— START —
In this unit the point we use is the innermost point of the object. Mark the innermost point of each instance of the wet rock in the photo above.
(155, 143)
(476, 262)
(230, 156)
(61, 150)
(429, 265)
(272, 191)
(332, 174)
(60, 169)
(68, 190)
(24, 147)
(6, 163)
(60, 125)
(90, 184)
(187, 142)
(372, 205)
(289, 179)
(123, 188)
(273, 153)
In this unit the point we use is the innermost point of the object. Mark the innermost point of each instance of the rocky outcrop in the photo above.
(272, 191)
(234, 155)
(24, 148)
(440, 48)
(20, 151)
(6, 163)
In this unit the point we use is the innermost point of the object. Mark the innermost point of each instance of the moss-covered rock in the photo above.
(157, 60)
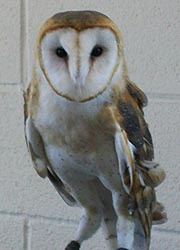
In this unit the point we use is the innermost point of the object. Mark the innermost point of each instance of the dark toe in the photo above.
(73, 245)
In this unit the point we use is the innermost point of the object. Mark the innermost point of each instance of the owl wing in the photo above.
(36, 149)
(134, 148)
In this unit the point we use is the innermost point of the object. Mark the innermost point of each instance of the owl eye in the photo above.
(97, 51)
(60, 52)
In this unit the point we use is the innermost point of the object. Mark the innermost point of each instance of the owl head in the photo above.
(80, 53)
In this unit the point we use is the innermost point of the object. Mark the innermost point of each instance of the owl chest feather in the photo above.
(75, 131)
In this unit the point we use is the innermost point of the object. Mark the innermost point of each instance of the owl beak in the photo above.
(79, 82)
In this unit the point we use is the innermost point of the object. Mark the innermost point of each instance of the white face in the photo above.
(79, 64)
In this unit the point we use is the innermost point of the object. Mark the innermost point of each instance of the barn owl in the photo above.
(86, 132)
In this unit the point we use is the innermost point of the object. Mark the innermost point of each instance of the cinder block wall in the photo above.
(32, 215)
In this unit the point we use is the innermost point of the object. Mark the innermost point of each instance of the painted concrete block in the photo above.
(11, 232)
(10, 41)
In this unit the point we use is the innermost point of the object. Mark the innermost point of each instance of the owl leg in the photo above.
(109, 226)
(86, 195)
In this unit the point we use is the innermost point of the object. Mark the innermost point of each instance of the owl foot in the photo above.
(73, 245)
(122, 248)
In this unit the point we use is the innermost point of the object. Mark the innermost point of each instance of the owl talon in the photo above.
(73, 245)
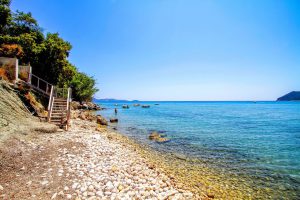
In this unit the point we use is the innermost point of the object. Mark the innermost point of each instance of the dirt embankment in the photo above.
(15, 119)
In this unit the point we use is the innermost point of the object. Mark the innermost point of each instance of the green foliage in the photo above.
(48, 55)
(5, 14)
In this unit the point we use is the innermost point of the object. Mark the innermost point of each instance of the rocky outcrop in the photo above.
(15, 118)
(292, 96)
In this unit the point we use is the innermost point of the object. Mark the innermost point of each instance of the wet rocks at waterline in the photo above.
(157, 137)
(113, 120)
(101, 120)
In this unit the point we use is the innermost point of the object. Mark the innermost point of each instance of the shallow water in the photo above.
(259, 142)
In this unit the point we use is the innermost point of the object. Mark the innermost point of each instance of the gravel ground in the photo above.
(81, 164)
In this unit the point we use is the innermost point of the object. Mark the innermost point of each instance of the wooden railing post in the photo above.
(50, 103)
(30, 74)
(17, 71)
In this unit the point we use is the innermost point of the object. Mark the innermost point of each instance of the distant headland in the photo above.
(114, 100)
(292, 96)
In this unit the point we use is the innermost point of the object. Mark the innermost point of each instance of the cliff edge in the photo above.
(15, 118)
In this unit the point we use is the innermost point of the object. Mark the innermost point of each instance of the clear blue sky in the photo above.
(180, 49)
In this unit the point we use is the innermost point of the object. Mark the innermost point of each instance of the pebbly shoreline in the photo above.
(87, 162)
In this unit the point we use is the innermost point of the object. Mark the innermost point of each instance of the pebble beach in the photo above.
(86, 162)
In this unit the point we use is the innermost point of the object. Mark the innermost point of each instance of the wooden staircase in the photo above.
(59, 111)
(59, 98)
(59, 107)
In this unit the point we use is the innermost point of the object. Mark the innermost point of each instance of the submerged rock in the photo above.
(101, 120)
(113, 120)
(158, 137)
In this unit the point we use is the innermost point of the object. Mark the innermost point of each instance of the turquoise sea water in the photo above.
(258, 140)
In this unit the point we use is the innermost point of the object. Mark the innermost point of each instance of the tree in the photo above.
(23, 38)
(5, 14)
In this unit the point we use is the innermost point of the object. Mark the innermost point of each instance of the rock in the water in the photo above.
— END —
What is asked: Transcribe the full listing above exactly as it stands, minus the pictures.

The solution:
In this unit the point we use is the innermost point of the object. Mark the innermost point of each instance of the wet rock in the photo above.
(155, 143)
(476, 262)
(230, 156)
(61, 150)
(429, 265)
(272, 191)
(332, 174)
(60, 169)
(68, 190)
(24, 147)
(6, 163)
(60, 125)
(90, 184)
(187, 142)
(372, 205)
(289, 179)
(123, 188)
(273, 153)
In this unit the point we use is the innermost point of the object. Mark the innermost point of each instance of the rocky outcrop in the photo above.
(272, 191)
(234, 155)
(24, 148)
(440, 48)
(20, 151)
(6, 163)
In this unit the point we use is the innermost point of the object. Mark the innermost point of each instance of the moss-covered rock in the photo above.
(157, 60)
In this unit the point we use is the innermost point of the object. Mark the innermost point of each instance of the dark toe in the photo above.
(73, 245)
In this unit the point we use is the innermost point of the object. Mark the innermost point of each instance of the owl wing in the photo above.
(36, 149)
(134, 148)
In this unit the point we use is the innermost point of the object. Mark the innermost point of each instance of the owl eye in the photo above.
(97, 51)
(60, 52)
In this unit the point we use is the innermost point of the object. Mark the innermost point of each instance of the owl head in the photo above.
(80, 53)
In this unit the point we use is the innermost point of the object. Mark the innermost point of each instance of the owl chest feather in the photo above.
(75, 131)
In this unit the point we use is the innermost point of the object. Mark the innermost point of each instance of the owl beak in the photo above.
(79, 82)
In this unit the point we use is the innermost point of the object. Mark the innermost point of each instance of the white face in the photo above.
(79, 64)
In this unit the point we use is the innermost point of the object. Mark the innermost point of each instance of the barn owl in the photo above.
(86, 132)
In this unit the point we use is the innermost point of the object. Mark the innermost point of each instance of the cinder block wall in the photo above.
(32, 215)
In this unit the point we use is the innermost point of the object. Mark the innermost point of each instance of the painted concrete block in the photo above.
(11, 232)
(10, 41)
In this unit the point we use is the innermost point of the object. Mark the innermost point of each instance of the owl leg in the photo above.
(109, 226)
(86, 195)
In this unit the point we use is the innermost point of the object. Mark the innermost point of each instance of the owl foot in the photo above.
(73, 245)
(122, 248)
In this unit the point we use is the innermost point of the object. Mark the innermost point of each instance of the owl talon in the photo above.
(73, 245)
In this unit the point we use is the innermost point of the object. Mark the innermost point of each instance of the dirt embankment in the photo above.
(15, 119)
In this unit the point we use is the innermost point of the object. Mark the innermost point of each instance of the green foliage in the photo above.
(48, 55)
(5, 14)
In this unit the point we use is the innermost point of the object. Mark the innermost point of each instance of the rocky outcrop in the photo above.
(15, 118)
(292, 96)
In this unit the point we use is the innermost point of the object. Mark the innermost point of each instance of the wet rocks at waterline in the photo above.
(157, 137)
(113, 120)
(101, 120)
In this unit the point we use is the innermost point of the object. Mark the innermost point of each instance of the shallow water in the photo above.
(259, 142)
In this unit the point we use is the innermost point of the object. Mark the innermost point of each instance of the gravel ground in the photo above.
(81, 164)
In this unit the point we use is the innermost point of the object. Mark the innermost point of each instance of the wooden railing post in the photo above.
(50, 103)
(30, 74)
(17, 71)
In this unit the point we use is the innermost point of the object. Mark the innermost point of each instance of the distant headland in the photo above.
(114, 100)
(292, 96)
In this unit the point we use is the innermost point of the object. Mark the innermost point of each instance of the cliff edge in the photo above.
(15, 118)
In this unit the point we use is the innermost point of the object. Mark the innermost point of each instance of the clear blue sky in the photo above.
(180, 49)
In this unit the point we use is the innermost point of the object. Mark the innermost point of each instance of the pebbly shoreline in the photo above.
(87, 162)
In this unit the point we use is the innermost point of the object. Mark the innermost point of each instance of the pebble beach in the photo above.
(86, 162)
In this unit the point we use is the innermost point of the object. Mark the innermost point of each instance of the wooden staircase in the photo above.
(59, 111)
(59, 98)
(59, 107)
In this unit the point we use is the innermost point of the object. Mark the innermost point of each instance of the submerged rock in the photo above.
(101, 120)
(113, 120)
(158, 137)
In this unit the point we use is the innermost point of the object. Mark the innermost point of each instance of the turquoise sea water in the photo above.
(258, 140)
In this unit the point we use is the innermost point of the object. Mark the innermost point of each instance of the tree in the photo above.
(23, 38)
(5, 14)
In this unit the point we use is the innermost point of the object. Mark the innermost point of each instance of the rock in the water in the photo above.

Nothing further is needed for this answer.